■ **What needs to be done**:
Copy the lines from the one containing "Expected content: blazer sleeve." through the last line, swapping "blazer sleeve" for "jacket sleeve" and leaving everything else unchanged.

■ **Source records**:
--------------------

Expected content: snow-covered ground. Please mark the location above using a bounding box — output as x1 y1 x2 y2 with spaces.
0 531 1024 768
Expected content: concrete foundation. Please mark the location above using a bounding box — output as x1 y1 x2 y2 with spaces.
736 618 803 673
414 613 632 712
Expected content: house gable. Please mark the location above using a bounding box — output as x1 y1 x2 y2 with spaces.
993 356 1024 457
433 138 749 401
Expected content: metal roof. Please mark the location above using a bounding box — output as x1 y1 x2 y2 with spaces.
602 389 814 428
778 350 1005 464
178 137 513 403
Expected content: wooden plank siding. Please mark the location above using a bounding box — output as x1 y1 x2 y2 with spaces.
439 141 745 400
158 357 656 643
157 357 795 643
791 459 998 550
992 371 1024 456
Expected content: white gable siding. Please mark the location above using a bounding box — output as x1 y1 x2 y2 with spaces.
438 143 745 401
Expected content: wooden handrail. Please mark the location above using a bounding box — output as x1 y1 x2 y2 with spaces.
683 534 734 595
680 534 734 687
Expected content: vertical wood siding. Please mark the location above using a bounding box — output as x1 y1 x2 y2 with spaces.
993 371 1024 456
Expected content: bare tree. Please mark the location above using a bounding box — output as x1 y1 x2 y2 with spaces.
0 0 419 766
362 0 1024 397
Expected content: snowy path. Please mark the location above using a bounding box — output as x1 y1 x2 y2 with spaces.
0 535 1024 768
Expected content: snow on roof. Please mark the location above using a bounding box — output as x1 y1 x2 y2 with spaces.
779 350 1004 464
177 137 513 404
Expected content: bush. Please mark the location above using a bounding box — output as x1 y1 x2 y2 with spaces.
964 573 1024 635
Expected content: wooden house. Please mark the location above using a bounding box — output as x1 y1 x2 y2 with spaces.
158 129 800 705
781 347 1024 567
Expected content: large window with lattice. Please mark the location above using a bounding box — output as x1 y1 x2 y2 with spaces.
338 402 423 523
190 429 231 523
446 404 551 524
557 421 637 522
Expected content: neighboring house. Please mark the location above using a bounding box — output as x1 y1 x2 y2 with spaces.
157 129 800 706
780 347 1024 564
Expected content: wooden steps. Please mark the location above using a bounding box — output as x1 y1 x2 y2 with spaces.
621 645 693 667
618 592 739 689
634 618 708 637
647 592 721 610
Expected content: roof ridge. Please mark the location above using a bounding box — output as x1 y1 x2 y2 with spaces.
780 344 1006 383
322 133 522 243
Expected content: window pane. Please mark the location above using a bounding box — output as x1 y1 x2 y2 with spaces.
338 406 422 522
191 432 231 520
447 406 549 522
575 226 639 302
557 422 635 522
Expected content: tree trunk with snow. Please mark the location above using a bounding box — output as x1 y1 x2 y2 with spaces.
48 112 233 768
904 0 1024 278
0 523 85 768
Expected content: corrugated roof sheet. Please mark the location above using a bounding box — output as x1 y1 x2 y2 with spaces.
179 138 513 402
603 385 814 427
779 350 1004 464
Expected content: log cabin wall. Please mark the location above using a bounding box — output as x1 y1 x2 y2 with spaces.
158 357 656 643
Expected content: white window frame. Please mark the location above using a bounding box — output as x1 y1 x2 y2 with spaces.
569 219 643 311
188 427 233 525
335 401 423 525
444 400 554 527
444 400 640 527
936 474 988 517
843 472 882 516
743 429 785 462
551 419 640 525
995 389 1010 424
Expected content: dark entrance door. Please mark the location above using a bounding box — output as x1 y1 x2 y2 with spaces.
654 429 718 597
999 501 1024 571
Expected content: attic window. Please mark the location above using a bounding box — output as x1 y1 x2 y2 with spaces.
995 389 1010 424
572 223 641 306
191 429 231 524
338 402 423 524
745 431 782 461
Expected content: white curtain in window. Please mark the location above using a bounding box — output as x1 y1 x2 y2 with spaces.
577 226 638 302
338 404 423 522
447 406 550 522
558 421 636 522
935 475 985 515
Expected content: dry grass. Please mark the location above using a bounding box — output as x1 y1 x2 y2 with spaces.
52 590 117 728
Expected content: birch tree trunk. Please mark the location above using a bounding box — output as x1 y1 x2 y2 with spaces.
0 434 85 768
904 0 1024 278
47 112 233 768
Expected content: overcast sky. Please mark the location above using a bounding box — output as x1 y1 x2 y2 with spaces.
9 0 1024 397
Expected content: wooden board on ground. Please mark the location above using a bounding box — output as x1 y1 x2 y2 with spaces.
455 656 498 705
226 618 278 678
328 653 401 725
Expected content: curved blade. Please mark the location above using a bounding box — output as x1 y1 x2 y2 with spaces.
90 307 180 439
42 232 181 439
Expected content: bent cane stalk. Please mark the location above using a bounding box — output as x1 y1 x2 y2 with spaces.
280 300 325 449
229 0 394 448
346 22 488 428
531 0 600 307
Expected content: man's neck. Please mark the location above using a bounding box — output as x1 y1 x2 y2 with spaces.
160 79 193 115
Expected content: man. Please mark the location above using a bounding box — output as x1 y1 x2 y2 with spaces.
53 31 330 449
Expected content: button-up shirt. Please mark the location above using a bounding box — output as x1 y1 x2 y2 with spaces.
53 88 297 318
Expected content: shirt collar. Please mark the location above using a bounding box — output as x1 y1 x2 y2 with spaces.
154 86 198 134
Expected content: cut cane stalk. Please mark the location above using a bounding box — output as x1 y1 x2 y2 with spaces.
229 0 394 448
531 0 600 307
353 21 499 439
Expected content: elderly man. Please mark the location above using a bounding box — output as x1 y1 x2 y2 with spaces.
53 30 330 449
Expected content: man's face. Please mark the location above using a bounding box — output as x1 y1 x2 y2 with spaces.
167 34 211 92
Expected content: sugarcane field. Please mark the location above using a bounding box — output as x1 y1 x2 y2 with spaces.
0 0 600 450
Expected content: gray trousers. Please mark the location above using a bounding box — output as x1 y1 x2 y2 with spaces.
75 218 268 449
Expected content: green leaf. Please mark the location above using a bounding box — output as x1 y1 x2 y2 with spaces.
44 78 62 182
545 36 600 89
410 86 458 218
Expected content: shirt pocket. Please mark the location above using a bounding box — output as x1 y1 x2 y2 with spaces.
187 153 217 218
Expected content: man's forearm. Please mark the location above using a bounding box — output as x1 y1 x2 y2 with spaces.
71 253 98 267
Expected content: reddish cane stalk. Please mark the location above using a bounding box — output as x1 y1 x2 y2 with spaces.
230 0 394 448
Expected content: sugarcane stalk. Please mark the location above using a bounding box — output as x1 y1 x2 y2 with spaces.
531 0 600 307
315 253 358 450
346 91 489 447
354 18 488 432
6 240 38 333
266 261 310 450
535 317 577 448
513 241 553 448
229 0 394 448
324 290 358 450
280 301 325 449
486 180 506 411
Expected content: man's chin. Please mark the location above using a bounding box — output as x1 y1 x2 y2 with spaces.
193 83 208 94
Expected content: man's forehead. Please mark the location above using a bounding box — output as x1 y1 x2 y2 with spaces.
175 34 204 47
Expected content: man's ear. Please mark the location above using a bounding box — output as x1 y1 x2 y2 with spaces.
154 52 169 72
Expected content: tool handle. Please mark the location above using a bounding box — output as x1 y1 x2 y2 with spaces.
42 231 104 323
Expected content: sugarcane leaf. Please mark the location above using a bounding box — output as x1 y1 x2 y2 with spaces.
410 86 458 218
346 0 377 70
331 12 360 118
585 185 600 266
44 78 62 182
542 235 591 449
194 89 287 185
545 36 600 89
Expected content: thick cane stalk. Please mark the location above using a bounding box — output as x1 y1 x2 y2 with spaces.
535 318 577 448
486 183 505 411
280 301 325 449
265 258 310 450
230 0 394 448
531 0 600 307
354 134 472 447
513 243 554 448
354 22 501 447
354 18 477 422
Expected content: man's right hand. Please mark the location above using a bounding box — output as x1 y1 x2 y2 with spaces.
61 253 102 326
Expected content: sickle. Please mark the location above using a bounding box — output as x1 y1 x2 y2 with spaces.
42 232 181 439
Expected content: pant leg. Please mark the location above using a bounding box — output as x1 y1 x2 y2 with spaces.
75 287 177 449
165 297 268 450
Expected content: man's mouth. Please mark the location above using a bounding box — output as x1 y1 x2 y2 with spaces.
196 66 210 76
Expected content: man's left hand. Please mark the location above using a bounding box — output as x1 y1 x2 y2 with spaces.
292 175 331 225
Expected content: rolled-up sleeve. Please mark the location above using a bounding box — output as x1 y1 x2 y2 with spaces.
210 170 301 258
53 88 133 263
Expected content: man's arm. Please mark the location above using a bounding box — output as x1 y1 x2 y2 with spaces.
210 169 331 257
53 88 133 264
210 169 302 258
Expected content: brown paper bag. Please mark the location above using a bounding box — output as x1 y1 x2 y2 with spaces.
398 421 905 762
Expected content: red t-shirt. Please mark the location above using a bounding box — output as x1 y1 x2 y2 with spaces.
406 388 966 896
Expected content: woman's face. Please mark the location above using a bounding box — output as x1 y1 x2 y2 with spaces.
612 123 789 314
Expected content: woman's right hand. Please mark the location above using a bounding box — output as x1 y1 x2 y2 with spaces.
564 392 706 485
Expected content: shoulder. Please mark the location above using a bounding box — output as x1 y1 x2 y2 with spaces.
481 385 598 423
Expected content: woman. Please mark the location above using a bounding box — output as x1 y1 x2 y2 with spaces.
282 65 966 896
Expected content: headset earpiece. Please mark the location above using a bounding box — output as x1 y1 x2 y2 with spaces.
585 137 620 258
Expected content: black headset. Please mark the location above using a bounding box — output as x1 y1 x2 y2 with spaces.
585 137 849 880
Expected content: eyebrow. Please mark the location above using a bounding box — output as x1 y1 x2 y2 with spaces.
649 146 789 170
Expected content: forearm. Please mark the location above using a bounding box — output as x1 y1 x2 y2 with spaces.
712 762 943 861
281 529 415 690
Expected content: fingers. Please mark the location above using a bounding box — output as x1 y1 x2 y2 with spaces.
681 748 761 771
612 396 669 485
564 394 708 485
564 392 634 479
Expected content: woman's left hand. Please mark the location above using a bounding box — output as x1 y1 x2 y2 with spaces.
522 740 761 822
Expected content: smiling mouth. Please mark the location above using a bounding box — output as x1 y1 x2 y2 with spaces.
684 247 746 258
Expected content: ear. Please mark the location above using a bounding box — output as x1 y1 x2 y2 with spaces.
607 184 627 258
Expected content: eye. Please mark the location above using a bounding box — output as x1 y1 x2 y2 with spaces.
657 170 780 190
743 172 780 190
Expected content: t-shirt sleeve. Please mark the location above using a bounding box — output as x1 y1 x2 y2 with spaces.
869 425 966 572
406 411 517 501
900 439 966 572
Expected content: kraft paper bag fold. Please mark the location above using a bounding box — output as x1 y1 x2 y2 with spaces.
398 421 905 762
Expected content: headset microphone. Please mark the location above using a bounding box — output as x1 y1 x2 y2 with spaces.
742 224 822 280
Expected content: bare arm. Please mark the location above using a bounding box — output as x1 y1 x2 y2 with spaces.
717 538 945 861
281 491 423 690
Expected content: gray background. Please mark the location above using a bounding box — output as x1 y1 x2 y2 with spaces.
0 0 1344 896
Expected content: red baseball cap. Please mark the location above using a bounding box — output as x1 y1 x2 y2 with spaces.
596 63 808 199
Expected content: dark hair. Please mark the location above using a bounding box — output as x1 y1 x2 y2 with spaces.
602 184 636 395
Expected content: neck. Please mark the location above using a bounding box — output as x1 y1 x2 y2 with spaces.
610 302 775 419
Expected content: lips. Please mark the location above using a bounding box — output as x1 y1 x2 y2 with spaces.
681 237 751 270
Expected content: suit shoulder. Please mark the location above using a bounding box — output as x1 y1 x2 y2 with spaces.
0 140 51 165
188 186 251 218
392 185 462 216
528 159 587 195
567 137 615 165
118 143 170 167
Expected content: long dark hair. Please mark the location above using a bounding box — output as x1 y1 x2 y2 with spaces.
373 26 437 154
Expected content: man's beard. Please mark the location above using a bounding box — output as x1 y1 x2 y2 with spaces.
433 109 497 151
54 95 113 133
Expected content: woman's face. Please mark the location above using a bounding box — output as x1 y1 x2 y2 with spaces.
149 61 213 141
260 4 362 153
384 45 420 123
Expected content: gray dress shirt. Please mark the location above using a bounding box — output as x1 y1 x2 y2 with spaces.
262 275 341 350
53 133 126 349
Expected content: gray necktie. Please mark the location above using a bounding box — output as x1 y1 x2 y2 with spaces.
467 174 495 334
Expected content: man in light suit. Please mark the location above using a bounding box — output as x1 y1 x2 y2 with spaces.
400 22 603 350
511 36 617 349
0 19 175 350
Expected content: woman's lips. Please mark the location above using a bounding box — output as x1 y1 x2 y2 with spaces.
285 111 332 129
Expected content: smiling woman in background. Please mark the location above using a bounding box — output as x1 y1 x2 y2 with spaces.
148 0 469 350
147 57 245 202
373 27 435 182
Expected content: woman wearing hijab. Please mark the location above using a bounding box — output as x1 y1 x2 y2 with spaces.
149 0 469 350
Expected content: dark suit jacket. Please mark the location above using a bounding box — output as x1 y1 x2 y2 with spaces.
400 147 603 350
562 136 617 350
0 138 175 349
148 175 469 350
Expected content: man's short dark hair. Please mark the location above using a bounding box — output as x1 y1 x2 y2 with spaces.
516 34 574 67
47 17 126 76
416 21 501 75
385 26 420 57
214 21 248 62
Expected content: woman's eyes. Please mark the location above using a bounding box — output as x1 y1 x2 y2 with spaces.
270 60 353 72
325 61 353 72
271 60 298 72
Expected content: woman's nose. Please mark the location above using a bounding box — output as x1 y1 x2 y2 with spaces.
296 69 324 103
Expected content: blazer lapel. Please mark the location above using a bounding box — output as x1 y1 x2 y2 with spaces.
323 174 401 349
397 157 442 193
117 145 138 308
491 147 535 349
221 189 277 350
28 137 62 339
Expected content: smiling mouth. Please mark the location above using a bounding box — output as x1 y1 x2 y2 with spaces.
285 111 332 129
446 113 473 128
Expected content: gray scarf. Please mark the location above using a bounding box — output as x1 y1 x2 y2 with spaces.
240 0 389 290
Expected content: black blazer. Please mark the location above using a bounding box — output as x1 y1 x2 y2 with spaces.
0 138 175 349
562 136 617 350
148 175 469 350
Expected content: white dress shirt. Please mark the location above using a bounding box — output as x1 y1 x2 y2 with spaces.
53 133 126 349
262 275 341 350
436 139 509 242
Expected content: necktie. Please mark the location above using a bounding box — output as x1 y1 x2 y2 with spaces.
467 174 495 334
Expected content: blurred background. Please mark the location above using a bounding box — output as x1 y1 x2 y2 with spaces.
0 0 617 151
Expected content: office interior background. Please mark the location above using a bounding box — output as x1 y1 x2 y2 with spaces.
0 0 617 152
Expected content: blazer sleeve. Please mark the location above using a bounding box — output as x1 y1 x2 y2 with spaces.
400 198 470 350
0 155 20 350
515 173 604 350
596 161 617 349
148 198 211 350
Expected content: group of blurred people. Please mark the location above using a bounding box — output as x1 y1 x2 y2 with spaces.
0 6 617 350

--------------------

■ **Written solution**:
Expected content: jacket sleeve. Please mark the location above using a bounding box — output as x1 y1 x2 y2 with spaces.
400 198 470 350
0 155 20 350
515 173 604 350
596 161 617 349
148 198 211 350
Expected content: group of blurred people. Please mark the location above using a bounding box — output as x1 y1 x2 y2 with spaces.
0 6 617 350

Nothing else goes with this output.